* Aim of the task: Pull out every line of the rows below that contains the string "crest". Case matters, so match only that exact capitalization.

* Exercise data:
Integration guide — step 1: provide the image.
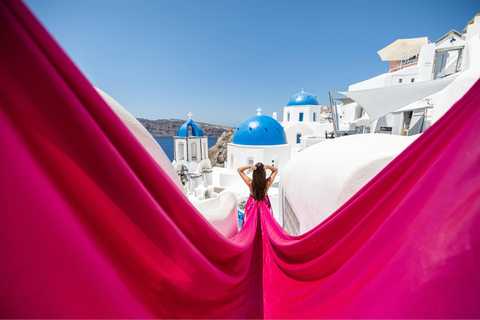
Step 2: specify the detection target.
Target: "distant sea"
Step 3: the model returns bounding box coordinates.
[154,137,218,161]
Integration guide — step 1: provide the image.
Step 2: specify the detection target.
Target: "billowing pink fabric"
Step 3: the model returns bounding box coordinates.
[0,0,480,318]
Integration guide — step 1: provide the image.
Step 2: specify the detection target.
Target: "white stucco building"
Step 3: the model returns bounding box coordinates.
[282,89,333,149]
[172,112,213,199]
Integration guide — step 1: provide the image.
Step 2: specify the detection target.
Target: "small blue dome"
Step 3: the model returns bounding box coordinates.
[233,115,287,146]
[177,119,203,138]
[287,90,320,107]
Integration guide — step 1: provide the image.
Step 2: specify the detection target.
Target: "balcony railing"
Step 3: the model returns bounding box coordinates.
[388,57,418,72]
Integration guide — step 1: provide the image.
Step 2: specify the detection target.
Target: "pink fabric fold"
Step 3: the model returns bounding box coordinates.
[0,0,480,318]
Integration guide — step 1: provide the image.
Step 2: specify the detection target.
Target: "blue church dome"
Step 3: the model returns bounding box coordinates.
[177,119,203,138]
[287,89,320,107]
[233,115,287,146]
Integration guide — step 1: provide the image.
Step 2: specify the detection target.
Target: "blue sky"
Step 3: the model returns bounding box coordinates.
[25,0,480,126]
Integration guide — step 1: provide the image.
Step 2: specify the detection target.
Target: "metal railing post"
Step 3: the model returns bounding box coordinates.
[329,91,338,138]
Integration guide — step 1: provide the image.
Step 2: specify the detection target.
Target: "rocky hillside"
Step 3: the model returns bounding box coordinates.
[137,118,234,138]
[208,130,233,167]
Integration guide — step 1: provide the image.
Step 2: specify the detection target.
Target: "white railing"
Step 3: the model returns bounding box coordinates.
[388,58,418,72]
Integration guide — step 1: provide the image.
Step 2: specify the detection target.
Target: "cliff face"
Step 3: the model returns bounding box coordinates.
[137,118,234,138]
[208,130,233,167]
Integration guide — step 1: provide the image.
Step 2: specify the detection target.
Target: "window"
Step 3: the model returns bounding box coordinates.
[191,142,197,160]
[177,142,185,161]
[433,49,462,79]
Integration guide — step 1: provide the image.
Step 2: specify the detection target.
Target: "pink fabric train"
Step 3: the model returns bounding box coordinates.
[0,0,480,318]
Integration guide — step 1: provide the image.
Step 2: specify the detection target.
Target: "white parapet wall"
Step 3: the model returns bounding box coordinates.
[279,134,415,234]
[191,192,238,239]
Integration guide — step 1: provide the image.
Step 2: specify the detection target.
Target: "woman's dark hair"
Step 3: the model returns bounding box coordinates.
[252,162,267,201]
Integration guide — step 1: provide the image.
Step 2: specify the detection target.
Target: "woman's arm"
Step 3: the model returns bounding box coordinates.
[237,165,256,189]
[263,164,278,190]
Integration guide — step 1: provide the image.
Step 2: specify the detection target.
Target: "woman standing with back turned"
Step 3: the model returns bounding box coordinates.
[237,162,278,223]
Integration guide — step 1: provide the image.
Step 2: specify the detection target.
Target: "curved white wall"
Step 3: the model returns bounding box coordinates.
[280,134,414,233]
[95,88,184,192]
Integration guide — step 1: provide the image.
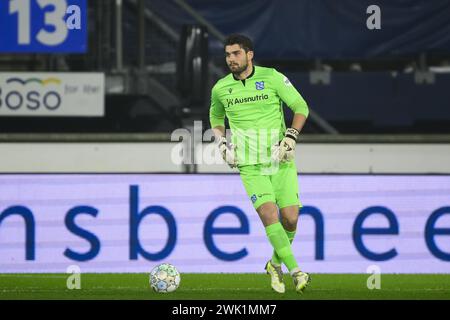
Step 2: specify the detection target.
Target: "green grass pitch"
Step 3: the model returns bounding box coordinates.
[0,273,450,300]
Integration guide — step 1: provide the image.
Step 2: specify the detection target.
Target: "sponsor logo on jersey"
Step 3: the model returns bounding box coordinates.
[226,94,269,108]
[255,81,264,90]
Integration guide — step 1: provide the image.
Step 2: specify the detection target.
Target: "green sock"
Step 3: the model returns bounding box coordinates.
[271,229,296,266]
[266,222,298,271]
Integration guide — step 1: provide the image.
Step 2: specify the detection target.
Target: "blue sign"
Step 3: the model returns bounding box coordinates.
[0,0,88,53]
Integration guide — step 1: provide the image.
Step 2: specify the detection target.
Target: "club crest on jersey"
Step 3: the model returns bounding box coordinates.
[255,81,264,90]
[283,76,292,86]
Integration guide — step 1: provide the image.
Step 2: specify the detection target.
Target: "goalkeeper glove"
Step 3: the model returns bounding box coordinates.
[219,137,237,168]
[272,128,300,162]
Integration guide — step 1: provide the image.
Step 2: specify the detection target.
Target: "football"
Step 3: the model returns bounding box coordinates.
[150,263,181,293]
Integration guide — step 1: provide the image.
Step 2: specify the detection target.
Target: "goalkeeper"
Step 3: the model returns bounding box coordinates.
[209,35,310,293]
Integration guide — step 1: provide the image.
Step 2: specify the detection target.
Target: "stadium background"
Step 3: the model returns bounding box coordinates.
[0,0,450,300]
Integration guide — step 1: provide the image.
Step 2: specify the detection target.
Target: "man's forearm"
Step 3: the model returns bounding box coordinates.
[291,113,306,132]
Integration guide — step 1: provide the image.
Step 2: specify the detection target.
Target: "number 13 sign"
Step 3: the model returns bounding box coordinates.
[0,0,87,53]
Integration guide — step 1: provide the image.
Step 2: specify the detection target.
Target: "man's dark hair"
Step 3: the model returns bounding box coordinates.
[224,34,253,53]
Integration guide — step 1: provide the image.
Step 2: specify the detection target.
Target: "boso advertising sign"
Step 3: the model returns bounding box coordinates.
[0,0,87,53]
[0,174,450,273]
[0,72,105,117]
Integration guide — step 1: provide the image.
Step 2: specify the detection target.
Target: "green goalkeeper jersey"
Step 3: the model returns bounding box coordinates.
[209,66,308,166]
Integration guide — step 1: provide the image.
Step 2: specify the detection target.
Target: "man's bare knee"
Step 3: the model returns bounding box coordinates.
[256,202,279,227]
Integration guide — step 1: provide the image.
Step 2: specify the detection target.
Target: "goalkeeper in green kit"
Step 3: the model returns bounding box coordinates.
[209,35,311,293]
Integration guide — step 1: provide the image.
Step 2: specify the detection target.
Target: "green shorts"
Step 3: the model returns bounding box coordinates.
[239,161,302,209]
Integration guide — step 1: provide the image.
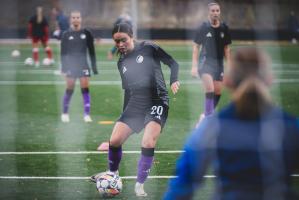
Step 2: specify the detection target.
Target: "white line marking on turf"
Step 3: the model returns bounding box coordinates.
[0,175,211,180]
[0,150,184,155]
[0,174,299,180]
[0,79,299,85]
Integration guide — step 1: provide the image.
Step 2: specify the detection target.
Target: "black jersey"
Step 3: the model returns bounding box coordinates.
[29,15,49,38]
[117,42,178,103]
[61,29,97,74]
[194,22,231,60]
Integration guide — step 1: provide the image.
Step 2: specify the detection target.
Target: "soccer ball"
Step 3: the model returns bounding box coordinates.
[24,58,33,66]
[43,58,51,66]
[11,50,21,58]
[96,172,122,197]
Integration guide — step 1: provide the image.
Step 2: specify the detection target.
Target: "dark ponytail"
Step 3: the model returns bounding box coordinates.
[228,48,272,120]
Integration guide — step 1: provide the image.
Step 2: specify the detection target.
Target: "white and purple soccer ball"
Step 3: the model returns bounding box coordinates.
[24,57,34,66]
[96,172,122,197]
[43,58,51,66]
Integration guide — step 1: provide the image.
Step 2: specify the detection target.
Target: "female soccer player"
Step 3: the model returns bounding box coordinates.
[191,3,231,125]
[61,11,98,122]
[165,48,299,200]
[92,23,180,196]
[28,6,54,67]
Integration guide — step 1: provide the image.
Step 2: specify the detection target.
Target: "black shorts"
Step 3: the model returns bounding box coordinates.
[66,68,90,78]
[118,96,168,133]
[198,58,224,81]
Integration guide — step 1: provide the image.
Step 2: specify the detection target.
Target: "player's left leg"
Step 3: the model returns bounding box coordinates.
[201,73,215,116]
[214,81,222,108]
[61,77,76,122]
[42,38,55,65]
[80,76,92,123]
[135,121,161,196]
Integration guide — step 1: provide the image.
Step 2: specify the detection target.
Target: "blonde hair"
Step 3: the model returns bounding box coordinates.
[227,48,272,119]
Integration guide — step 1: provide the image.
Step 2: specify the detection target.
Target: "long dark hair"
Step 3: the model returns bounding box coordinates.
[112,22,133,37]
[228,48,272,119]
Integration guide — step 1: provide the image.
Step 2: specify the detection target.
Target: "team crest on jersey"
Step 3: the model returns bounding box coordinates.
[123,66,127,74]
[206,32,212,37]
[80,33,86,40]
[136,55,143,63]
[220,32,224,38]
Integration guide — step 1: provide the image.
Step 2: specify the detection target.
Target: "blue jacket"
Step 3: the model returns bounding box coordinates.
[164,104,299,200]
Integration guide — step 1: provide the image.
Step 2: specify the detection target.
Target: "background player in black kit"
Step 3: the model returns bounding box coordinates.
[92,23,180,196]
[28,6,54,67]
[61,11,98,122]
[191,3,231,126]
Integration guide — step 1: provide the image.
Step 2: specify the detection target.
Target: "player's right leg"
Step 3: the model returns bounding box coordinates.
[134,121,163,197]
[32,37,40,67]
[195,73,215,127]
[61,77,76,123]
[90,121,133,182]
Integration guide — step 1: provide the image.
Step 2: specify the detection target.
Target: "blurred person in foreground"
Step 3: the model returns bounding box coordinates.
[191,3,231,126]
[91,23,180,196]
[164,48,299,200]
[288,11,299,44]
[61,11,98,122]
[28,6,54,67]
[52,7,70,40]
[107,12,133,60]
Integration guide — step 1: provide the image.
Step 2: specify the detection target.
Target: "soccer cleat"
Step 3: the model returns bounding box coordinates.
[195,113,206,128]
[34,61,40,68]
[90,170,119,183]
[84,115,92,123]
[61,113,70,123]
[50,59,55,65]
[97,142,109,151]
[135,182,147,197]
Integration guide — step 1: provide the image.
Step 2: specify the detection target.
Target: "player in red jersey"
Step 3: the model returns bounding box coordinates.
[28,6,54,67]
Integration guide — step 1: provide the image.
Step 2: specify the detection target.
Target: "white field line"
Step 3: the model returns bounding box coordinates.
[0,174,299,180]
[0,150,184,155]
[0,67,299,75]
[0,78,299,85]
[0,175,202,180]
[0,60,299,68]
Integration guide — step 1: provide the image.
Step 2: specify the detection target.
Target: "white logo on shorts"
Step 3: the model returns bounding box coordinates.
[220,32,224,38]
[123,66,127,74]
[80,33,86,40]
[136,55,143,63]
[206,32,212,37]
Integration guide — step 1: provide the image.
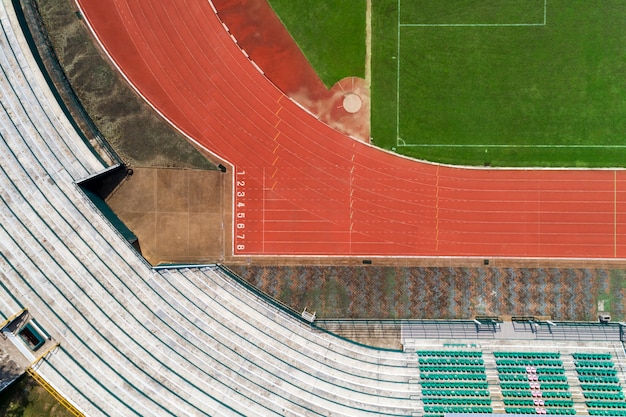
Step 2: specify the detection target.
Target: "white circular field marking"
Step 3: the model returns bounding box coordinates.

* Written answer:
Target: "club crest on jersey"
Target: "team crest on jersey"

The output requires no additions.